Requirement => How many lines in the listing below contain the word "railing"? Reply with the number alone.

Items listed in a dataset
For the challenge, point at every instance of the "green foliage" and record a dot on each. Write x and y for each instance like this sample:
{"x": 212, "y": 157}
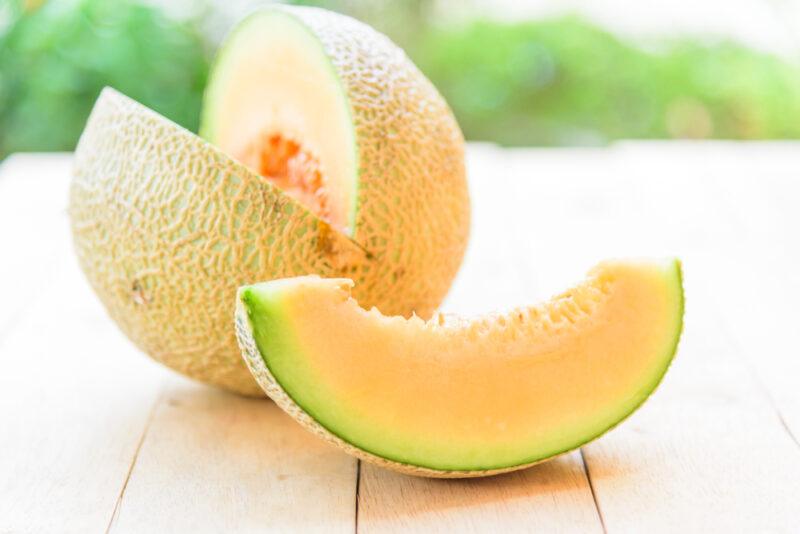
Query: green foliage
{"x": 55, "y": 59}
{"x": 551, "y": 82}
{"x": 566, "y": 81}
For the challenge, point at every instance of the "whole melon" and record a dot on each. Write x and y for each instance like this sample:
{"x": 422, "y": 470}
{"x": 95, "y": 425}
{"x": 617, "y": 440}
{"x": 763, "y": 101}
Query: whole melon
{"x": 350, "y": 164}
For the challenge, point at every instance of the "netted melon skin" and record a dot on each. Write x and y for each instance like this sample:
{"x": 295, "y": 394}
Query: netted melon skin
{"x": 166, "y": 227}
{"x": 413, "y": 208}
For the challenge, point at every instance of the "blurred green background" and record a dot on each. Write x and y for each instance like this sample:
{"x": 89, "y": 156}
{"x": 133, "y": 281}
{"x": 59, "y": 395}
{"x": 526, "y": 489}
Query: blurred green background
{"x": 555, "y": 81}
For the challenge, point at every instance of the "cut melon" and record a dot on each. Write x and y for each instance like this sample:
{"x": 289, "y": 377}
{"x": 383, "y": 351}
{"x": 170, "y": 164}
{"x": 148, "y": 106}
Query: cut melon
{"x": 453, "y": 397}
{"x": 359, "y": 172}
{"x": 336, "y": 115}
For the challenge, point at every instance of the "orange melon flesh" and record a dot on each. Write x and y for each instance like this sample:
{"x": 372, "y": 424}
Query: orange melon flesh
{"x": 275, "y": 103}
{"x": 485, "y": 394}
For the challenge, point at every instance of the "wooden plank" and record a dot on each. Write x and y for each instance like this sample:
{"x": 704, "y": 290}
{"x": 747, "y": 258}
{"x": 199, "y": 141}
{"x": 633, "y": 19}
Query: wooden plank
{"x": 756, "y": 204}
{"x": 216, "y": 462}
{"x": 708, "y": 451}
{"x": 33, "y": 197}
{"x": 551, "y": 497}
{"x": 75, "y": 397}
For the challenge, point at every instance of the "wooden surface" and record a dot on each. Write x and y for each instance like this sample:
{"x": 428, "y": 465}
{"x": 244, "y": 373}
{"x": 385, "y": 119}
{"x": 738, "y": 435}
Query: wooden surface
{"x": 94, "y": 437}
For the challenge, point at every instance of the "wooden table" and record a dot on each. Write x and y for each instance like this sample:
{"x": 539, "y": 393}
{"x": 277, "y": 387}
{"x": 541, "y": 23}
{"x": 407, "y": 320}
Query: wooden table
{"x": 96, "y": 437}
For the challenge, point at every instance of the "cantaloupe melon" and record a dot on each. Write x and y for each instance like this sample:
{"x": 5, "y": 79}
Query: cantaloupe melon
{"x": 350, "y": 164}
{"x": 453, "y": 397}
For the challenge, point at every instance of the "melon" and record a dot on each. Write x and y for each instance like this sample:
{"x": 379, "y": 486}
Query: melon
{"x": 457, "y": 397}
{"x": 326, "y": 151}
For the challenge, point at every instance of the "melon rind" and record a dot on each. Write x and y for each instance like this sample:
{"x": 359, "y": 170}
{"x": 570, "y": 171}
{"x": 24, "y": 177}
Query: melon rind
{"x": 163, "y": 223}
{"x": 412, "y": 211}
{"x": 257, "y": 364}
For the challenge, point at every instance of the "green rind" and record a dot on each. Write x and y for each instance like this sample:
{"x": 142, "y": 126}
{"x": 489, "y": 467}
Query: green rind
{"x": 207, "y": 124}
{"x": 249, "y": 305}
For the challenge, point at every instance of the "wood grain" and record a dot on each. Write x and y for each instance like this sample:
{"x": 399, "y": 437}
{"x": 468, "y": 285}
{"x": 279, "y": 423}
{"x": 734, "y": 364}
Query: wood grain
{"x": 216, "y": 462}
{"x": 74, "y": 394}
{"x": 550, "y": 497}
{"x": 93, "y": 435}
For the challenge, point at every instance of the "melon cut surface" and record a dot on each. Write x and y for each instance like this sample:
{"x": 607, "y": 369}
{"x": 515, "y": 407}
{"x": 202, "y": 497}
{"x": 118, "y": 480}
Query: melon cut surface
{"x": 336, "y": 115}
{"x": 329, "y": 153}
{"x": 464, "y": 397}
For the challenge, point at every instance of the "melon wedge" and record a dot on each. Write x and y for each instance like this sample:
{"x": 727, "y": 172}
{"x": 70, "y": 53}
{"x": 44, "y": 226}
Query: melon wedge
{"x": 329, "y": 153}
{"x": 452, "y": 397}
{"x": 337, "y": 116}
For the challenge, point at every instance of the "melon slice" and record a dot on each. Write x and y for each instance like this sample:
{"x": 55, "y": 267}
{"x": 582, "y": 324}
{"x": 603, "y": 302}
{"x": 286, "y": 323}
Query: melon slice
{"x": 359, "y": 172}
{"x": 336, "y": 115}
{"x": 453, "y": 397}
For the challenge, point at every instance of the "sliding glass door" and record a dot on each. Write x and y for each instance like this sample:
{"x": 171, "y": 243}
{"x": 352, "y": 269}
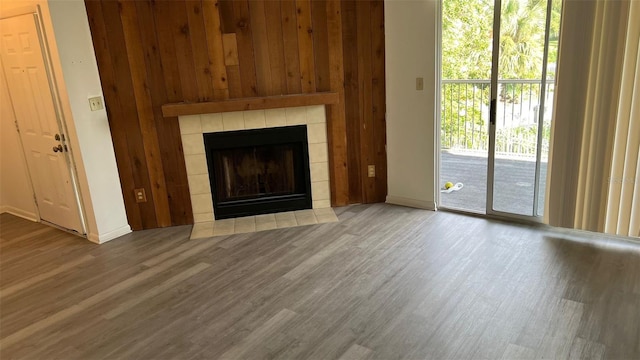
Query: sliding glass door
{"x": 496, "y": 111}
{"x": 521, "y": 105}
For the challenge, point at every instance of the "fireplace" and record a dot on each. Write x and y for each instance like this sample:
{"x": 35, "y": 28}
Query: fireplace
{"x": 193, "y": 129}
{"x": 258, "y": 171}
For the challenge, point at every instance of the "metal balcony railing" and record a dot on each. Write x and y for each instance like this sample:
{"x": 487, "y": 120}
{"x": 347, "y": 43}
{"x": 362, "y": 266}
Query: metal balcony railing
{"x": 465, "y": 116}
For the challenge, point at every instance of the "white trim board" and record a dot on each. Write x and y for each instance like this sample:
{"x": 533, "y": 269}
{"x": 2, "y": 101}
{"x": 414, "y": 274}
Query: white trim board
{"x": 103, "y": 238}
{"x": 414, "y": 203}
{"x": 19, "y": 213}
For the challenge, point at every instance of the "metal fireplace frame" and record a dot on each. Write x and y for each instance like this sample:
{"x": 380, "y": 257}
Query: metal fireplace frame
{"x": 260, "y": 137}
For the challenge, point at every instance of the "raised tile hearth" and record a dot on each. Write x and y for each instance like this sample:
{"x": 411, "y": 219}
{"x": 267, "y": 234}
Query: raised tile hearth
{"x": 192, "y": 128}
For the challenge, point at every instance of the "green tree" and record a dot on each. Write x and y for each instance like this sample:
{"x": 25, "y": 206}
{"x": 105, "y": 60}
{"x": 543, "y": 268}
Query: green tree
{"x": 467, "y": 36}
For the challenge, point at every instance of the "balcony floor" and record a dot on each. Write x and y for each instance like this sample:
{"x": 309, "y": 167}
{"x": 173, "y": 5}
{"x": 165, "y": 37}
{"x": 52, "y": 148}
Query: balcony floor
{"x": 513, "y": 190}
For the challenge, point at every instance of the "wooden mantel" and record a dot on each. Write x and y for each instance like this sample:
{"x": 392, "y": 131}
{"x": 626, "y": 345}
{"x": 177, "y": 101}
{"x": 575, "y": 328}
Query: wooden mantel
{"x": 256, "y": 103}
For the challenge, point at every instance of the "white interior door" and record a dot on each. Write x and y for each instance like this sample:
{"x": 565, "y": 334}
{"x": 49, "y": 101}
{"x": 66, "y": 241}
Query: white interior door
{"x": 33, "y": 103}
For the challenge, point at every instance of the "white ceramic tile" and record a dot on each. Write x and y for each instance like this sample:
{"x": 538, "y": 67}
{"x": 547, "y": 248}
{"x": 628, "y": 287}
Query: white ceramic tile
{"x": 317, "y": 133}
{"x": 201, "y": 203}
{"x": 245, "y": 225}
{"x": 254, "y": 119}
{"x": 318, "y": 153}
{"x": 319, "y": 171}
{"x": 296, "y": 116}
{"x": 204, "y": 217}
{"x": 211, "y": 123}
{"x": 321, "y": 204}
{"x": 275, "y": 117}
{"x": 223, "y": 227}
{"x": 305, "y": 217}
{"x": 233, "y": 120}
{"x": 196, "y": 164}
{"x": 286, "y": 219}
{"x": 265, "y": 222}
{"x": 189, "y": 124}
{"x": 320, "y": 190}
{"x": 199, "y": 184}
{"x": 325, "y": 215}
{"x": 202, "y": 230}
{"x": 193, "y": 144}
{"x": 316, "y": 114}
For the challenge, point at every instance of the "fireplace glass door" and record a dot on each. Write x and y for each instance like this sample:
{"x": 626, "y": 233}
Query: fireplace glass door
{"x": 258, "y": 171}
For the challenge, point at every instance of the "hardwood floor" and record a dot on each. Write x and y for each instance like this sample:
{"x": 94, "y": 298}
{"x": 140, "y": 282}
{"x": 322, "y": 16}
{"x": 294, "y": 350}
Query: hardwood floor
{"x": 385, "y": 282}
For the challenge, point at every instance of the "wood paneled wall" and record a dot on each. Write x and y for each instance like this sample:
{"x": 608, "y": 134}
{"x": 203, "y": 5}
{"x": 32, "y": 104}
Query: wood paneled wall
{"x": 155, "y": 52}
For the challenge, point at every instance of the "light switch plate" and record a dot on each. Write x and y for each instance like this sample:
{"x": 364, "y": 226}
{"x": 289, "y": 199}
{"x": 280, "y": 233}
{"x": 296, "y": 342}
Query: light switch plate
{"x": 371, "y": 170}
{"x": 95, "y": 103}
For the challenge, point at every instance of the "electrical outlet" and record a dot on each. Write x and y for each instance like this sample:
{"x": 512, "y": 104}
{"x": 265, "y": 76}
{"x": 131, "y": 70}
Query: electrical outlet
{"x": 95, "y": 103}
{"x": 141, "y": 196}
{"x": 371, "y": 169}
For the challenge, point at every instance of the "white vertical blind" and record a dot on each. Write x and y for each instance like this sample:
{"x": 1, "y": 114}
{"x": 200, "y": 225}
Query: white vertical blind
{"x": 623, "y": 210}
{"x": 593, "y": 176}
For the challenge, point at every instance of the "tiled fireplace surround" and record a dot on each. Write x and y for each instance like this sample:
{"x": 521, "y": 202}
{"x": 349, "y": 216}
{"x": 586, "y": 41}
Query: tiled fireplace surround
{"x": 193, "y": 126}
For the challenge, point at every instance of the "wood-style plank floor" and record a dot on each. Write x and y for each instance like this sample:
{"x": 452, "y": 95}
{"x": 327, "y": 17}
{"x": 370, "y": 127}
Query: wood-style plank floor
{"x": 385, "y": 282}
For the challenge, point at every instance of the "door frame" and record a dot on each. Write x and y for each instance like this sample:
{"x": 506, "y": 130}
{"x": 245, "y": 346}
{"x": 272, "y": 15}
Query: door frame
{"x": 497, "y": 17}
{"x": 489, "y": 212}
{"x": 36, "y": 11}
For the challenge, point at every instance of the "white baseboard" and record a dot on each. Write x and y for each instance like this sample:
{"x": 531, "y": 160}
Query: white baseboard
{"x": 19, "y": 213}
{"x": 103, "y": 238}
{"x": 419, "y": 204}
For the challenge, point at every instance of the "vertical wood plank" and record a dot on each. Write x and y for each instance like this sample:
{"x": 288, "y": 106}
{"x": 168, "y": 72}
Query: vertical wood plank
{"x": 305, "y": 46}
{"x": 215, "y": 48}
{"x": 276, "y": 47}
{"x": 378, "y": 102}
{"x": 320, "y": 44}
{"x": 114, "y": 111}
{"x": 168, "y": 131}
{"x": 200, "y": 49}
{"x": 179, "y": 24}
{"x": 170, "y": 69}
{"x": 245, "y": 48}
{"x": 146, "y": 119}
{"x": 232, "y": 63}
{"x": 336, "y": 124}
{"x": 352, "y": 105}
{"x": 261, "y": 48}
{"x": 363, "y": 9}
{"x": 123, "y": 87}
{"x": 227, "y": 17}
{"x": 290, "y": 41}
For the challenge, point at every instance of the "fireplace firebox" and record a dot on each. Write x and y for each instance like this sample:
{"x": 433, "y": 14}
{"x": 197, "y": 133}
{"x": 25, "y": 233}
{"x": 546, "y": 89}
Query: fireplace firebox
{"x": 259, "y": 171}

Solution to the exercise => 2